# TASK LIST:
• 1. Decide whether each statement below agrees with the Gibbs commentary, answering yes or no and quoting the deciding words. (a) Keith Ellison called on Gibbs to resign. (b) Lessig holds that it is fair to criticize Obama for not being a Lefty. (c) The discussion Tikkun chronicles began in mid-July 2010.
• 2. Please carry on the Gibbs commentary below from its final line, keeping Lessig's voice and argument.

# SUPPLIED TEXT:

The attack by the Obama Administration through its official spokesperson Robert Gibbs, on “the professional Left,” has deep significance for those who have up until now maintained that Obama really was a progressive who would eventually reveal his true progressive colors. That perspective seems less plausible now after Gibbs denounced as crazy and needing to be “drug tested” those who have compared the Obama Administration’s war policies (particularly the escalation in Afghanistan and Pakistan), his capitulation to the corporate powers and the banks, and his attempt to prosecute those who revealed on WikiLeaks war crimes while refusing to prosecute those engaged in those war crimes and torture, to the Bush Administration. Congressman Keith Ellison called on Gibbs to resign in light of his attack on progressives. But as Lawrence Lessig points out, it is Obama, not Gibbs, to whom criticism is due. Lessig focuses on why progressives are right to be critical of Obama, not for failing to be a progressive, but for failing to take seriously the specific statements he made during his campaign which Lessig lists. We might also add that it is simply impossible to give credence to the notion that Gibbs, whose sole function is to be the official White House spokesperson, and who repeated his points later in the week, would be doing so without a full discussion of the points with Obama himself and his other key advisors.
We at Tikkun thought it would be useful to chronicle some of the discussion that began in mid-August 2010.
8/12/10 Huffington Post
by Lawrence Lessig, Professor of Law, Harvard Law School; Director of the Edmond J. Safra Foundation Center for Ethics
White House Press Secretary Robert Gibbs has been slapped around silly by commentator after commentator, decrying his anti-Lefty rage. But as I read the battle, it seems to miss a pretty fundamental point:
It's certainly not fair to criticize Obama for not being a Lefty. He wasn't ever a Lefty. He didn't promise to be a Lefty. And there's no reason to expect that he would ever become a Lefty.
But Lefties (like me) who criticize Obama are not criticizing him for failing our Lefty test. Our criticism is that Obama is failing the Obama test: that he is not delivering the presidency that he promised.
When Candidate Obama took on Hillary Clinton, he was quite clear about what he thought about the way Washington works. And he was quite clear about why he was running for President. As he said:
[U]nless we're willing to challenge the broken system in Washington, and stop letting lobbyists use their clout to get their way, nothing else is going to change. And the reason I'm running for president is to challenge that system.
Read it again: "The reason I am running for president is to challenge that system."

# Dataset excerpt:
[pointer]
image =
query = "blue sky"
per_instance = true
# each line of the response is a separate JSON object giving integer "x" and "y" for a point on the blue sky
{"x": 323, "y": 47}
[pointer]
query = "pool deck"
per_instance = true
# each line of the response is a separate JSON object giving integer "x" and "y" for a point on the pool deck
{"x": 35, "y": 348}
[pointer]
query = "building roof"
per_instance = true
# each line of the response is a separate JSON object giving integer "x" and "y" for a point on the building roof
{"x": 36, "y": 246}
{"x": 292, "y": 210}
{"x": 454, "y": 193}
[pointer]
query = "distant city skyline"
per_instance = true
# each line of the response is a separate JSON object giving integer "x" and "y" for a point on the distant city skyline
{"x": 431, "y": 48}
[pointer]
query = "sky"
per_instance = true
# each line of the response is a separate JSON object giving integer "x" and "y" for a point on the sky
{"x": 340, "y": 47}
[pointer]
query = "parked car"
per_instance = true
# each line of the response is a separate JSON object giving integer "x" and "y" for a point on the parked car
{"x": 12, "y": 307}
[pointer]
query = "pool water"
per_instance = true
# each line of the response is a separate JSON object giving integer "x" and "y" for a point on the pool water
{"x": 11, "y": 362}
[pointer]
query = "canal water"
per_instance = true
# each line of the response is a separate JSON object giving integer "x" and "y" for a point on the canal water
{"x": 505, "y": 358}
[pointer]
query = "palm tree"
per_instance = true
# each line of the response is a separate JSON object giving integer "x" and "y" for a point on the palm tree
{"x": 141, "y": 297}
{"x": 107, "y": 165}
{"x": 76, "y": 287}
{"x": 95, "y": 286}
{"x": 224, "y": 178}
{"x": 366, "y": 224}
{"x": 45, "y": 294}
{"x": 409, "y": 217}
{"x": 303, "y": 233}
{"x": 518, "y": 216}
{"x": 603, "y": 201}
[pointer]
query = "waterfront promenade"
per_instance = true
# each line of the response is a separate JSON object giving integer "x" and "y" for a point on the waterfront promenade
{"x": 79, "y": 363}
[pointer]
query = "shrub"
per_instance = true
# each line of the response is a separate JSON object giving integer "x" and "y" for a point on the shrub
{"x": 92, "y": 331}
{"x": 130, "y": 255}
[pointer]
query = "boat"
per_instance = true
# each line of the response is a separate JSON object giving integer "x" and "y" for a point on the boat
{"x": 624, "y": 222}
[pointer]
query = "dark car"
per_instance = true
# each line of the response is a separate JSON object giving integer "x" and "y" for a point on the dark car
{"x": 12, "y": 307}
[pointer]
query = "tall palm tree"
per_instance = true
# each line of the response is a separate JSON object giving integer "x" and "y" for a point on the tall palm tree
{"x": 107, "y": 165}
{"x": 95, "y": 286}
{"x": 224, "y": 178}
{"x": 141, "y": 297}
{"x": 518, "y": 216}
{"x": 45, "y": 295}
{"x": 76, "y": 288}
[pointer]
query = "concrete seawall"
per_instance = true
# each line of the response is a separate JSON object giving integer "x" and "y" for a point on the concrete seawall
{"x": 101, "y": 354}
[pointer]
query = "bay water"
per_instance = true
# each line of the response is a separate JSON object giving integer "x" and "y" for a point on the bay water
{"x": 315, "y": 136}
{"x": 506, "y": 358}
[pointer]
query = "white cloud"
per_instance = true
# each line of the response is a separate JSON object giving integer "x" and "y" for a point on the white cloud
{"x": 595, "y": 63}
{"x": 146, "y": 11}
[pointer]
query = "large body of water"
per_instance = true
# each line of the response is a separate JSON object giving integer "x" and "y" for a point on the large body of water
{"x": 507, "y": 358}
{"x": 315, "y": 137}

# EXERCISE RESULTS:
• 1.
(a) Yes: "Congressman Keith Ellison called on Gibbs to resign in light of his attack on progressives."
(b) No: "It's certainly not fair to criticize Obama for not being a Lefty."
(c) No: "some of the discussion that began in mid-August 2010."

• 2.
Or again:
[I]f we do not change our politics -- if we do not fundamentally change the way Washington works -- then the problems we've been talking about for the last generation will be the same ones that haunt us for generations to come.
Or again:
But let me be clear -- this isn't just about ending the failed policies of the Bush years; it's about ending the failed system in Washington that produces those policies. For far too long, through both Democratic and Republican administrations, Washington has allowed Wall Street to use lobbyists and campaign contributions to rig the system and get its way, no matter what it costs ordinary Americans.
Or again, as he asked, again and again:
Do we continue to allow lobbyists to veto our progress? Or do we finally put our national interests ahead of the special interests and address the concerns people feel over their jobs, their health care and their children's future?
Or again, as he explained:
We are up against the belief that it's OK for lobbyists to dominate our government -- that they are just part of the system in Washington. But we know that the undue influence of lobbyists is part of the problem, and this election is our chance to say that we're not going to let them stand in our way anymore.
Or perhaps put best:
We need to challenge the system... And if we're not willing to take up that fight, then real change -- change that will make a lasting difference in the lives of ordinary Americans -- will keep getting blocked by the defenders of the status quo.
Once Obama clinched the nomination, however, his rhetoric changed. And as he came to office, his focus, as a senior administration official explained, was to clean up the Executive, and leave to Congress the problem of cleaning up Congress (begging the obvious question: Does the president believe the problem with Washington is the presidency, and not Congress?)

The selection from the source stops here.